* TRY IT *
Copy every entry below, exactly and in full.

* PROVIDED RECORDS *
========
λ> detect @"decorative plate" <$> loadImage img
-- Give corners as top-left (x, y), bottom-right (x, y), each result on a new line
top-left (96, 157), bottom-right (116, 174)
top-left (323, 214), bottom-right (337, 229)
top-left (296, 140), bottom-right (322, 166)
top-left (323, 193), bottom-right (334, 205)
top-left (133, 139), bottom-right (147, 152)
========
* TASK SOLUTION *
λ> detect @"decorative plate" <$> loadImage img
-- Give corners as top-left (x, y), bottom-right (x, y), each result on a new line
top-left (96, 157), bottom-right (116, 174)
top-left (323, 214), bottom-right (337, 229)
top-left (296, 140), bottom-right (322, 166)
top-left (323, 193), bottom-right (334, 205)
top-left (133, 139), bottom-right (147, 152)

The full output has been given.